## TAREAS A REALIZAR
1. Reproduce del hilo del foro todo lo que va desde "## manuu_bsb (Ago" hasta "(Ago 7, 2011)", sin cambiar nada.
2. Responde a estas preguntas según el hilo del foro que aparece más abajo:
(a) ¿De qué tensión es el transformador que usó judavepe?
(b) ¿Qué componente le salió malo a judavepe?
(c) Según cejas99, ¿cuántos PDF hay y a qué corresponden?

## TEXTO DE LA PÁGINA
Estimados, disculpen que me meta, pero leí en el foro que las fuentes para amplificadores, con reguladores no son muy recomendables, ésta sería la excepción? Saludos y gracias!


----------



## Fogonazo (May 18, 2011)

elfutre2 dijo:


> Estimados, disculpen que me meta, pero leí en el foro que las fuentes para amplificadores, con reguladores no son muy recomendables, ésta sería la excepción? Saludos y gracias!



Aquí se esta ablando de fuentes para "*Pre*-Amplificadores"


----------



## judavepe (Jun 3, 2011)

La monté... el transformador es de 24 0 24, y a la salida del rectificador tengo 15 0 -24.... que podrá ser???


----------



## zopilote (Jun 3, 2011)

judavepe dijo:


> La monté... el transformador es de 24 0 24, y a la salida del rectificador tengo 15 0 -24.... que podrá ser???


 Las causas pueden ser que el transformador que utilizaste fue mal construido, saca del circuito rectificador y mide sus voltajes en alterna. Lo otro podria se que el condensador que colocaste no serviria por eso esas lecturas, lo que yo mediria sería unos +-30vdc  en las salidas sin carga.


----------



## judavepe (Jun 3, 2011)

Ya lo solucioné... gracias.... era el 7915 que me salió malo....


----------



## manuu_bsb (Ago 6, 2011)

Buen dia a todos: Disculpen, pero cuando abro el archivo .rar, al hacer click en el archivo pcb.pdf me abre la imagen pero el circuito que me aparece no es el de la fuente. Puede ser que haya sido mal subido?

Desde ya, muchas gracias a todos y que tengan un buen fin de semana!


----------



## cejas99 (Ago 7, 2011)

manuu_bsb dijo:


> Buen dia a todos: Disculpen, pero cuando abro el archivo .rar, al hacer click en el archivo pcb.pdf me abre la imagen pero el circuito que me aparece no es el de la fuente. Puede ser que haya sido mal subido?
> 
> Desde ya, muchas gracias a todos y que tengan un buen fin de semana!



Acabo de revisar y está bien, son tres PDF y corresponden a la fuente


----------



## jgvh75 (Ago 8, 2011)

manuu_bsb dijo:


> Buen dia a todos: Disculpen, pero cuando abro el archivo .rar, al hacer click en el archivo pcb.pdf me abre la imagen pero el circuito que me aparece no es el de la fuente. Puede ser que haya sido mal subido?
> 
> Desde ya, muchas gracias a todos y que tengan un buen fin de semana!



Lo que comenta cejas99 es correcto, el archivo corresponde a la fuente, de hecho lo tengo armado junto con su crossover, del mismo autor y todo anda de perlas.

## DATOS PROPORCIONADOS
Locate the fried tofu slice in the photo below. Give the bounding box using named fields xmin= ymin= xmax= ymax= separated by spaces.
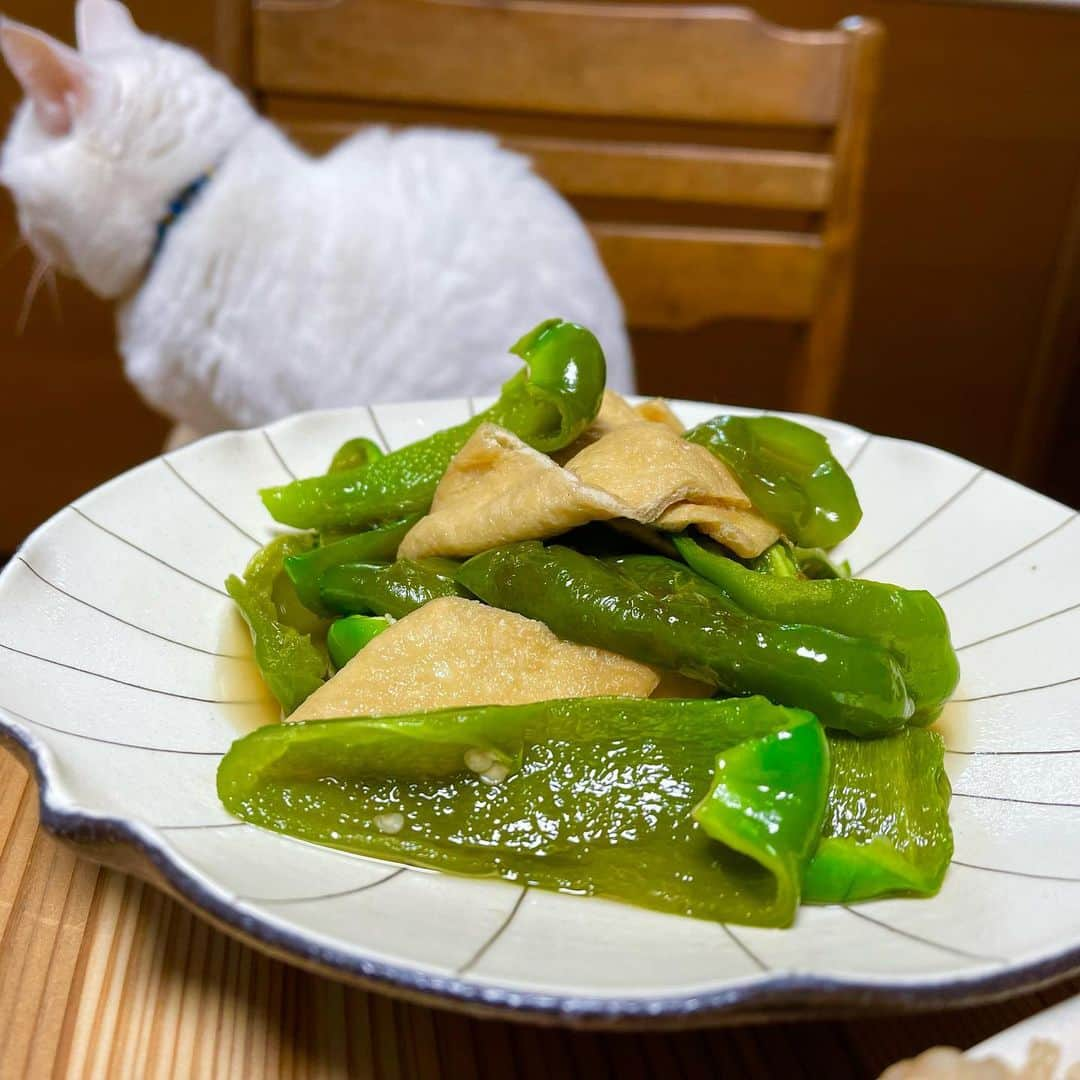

## RESULTADOS ESPERADOS
1.
## manuu_bsb (Ago 6, 2011)

Buen dia a todos: Disculpen, pero cuando abro el archivo .rar, al hacer click en el archivo pcb.pdf me abre la imagen pero el circuito que me aparece no es el de la fuente. Puede ser que haya sido mal subido?

Desde ya, muchas gracias a todos y que tengan un buen fin de semana!


----------



## cejas99 (Ago 7, 2011)

2.
(a) Es de 24 0 24.
(b) Le salió malo el 7915.
(c) Hay tres PDF y corresponden a la fuente.